** Recorded data follows **

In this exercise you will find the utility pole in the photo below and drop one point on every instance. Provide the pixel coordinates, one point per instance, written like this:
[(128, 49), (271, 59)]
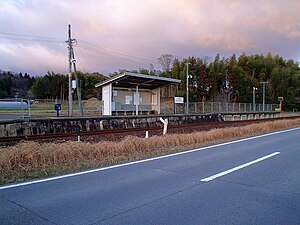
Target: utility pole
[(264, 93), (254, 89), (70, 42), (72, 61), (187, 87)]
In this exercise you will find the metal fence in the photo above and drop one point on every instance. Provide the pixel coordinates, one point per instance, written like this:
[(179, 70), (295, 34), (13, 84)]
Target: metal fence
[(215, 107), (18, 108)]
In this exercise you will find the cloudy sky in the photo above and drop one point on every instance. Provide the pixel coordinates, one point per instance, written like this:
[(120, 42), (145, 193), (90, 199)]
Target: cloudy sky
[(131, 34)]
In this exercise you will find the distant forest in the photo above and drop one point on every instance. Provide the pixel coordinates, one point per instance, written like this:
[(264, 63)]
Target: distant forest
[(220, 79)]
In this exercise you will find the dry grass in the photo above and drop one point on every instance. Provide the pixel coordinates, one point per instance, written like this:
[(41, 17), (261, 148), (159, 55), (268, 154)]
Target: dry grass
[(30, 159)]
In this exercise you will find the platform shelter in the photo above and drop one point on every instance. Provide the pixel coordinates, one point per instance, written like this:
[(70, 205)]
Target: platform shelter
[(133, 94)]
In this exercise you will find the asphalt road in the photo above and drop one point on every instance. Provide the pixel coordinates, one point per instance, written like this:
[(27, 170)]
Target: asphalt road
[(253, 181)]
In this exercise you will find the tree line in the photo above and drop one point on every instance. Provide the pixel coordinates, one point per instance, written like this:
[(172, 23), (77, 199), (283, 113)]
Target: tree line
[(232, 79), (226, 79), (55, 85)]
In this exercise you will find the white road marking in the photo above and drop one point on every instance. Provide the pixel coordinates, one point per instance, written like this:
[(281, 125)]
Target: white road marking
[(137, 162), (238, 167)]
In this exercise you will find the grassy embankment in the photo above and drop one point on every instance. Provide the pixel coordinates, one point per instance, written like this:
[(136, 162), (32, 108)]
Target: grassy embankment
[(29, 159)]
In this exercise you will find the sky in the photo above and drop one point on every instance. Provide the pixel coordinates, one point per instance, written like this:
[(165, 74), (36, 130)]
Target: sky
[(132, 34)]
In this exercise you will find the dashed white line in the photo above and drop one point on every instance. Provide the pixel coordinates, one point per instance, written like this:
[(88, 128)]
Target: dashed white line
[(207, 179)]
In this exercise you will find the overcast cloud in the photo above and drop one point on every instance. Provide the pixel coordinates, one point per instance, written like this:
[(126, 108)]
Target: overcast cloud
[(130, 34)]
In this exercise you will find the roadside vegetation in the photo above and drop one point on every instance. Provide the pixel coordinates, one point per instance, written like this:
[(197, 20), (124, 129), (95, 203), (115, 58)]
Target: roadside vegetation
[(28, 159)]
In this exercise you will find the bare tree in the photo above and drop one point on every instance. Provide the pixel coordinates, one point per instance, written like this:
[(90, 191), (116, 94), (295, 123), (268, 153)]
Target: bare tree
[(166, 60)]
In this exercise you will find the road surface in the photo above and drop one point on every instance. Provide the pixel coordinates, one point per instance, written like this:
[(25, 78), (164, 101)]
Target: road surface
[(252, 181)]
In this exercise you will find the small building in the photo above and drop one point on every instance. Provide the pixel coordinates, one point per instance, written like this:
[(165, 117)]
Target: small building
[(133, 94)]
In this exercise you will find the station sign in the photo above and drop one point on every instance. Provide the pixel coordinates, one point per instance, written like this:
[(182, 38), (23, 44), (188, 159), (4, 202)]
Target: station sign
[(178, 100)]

** End of Recorded data **

**How to complete this task:**
Lines from the one with "Target: bare tree" through the last line above must be printed exactly; no other line is to appear.

**Exercise output:**
Target: bare tree
[(166, 60)]
In this exercise you will find the road surface in the photo above and drop one point on every instance. Provide the pixel coordinates, one point per instance, written like this:
[(25, 78), (164, 101)]
Target: road surface
[(252, 181)]
In this exercise you will find the small building in the photo above and drop one point on every instance. Provide the pixel coordinates, one point per instance, written like this:
[(165, 117)]
Target: small building
[(133, 94)]
In this exercise you will find the station sign in the photo above and drop one point on every instance. Provide the pixel coordinates, one point per instance, written like this:
[(182, 38), (23, 44), (188, 159), (4, 202)]
Target: station sign
[(178, 100)]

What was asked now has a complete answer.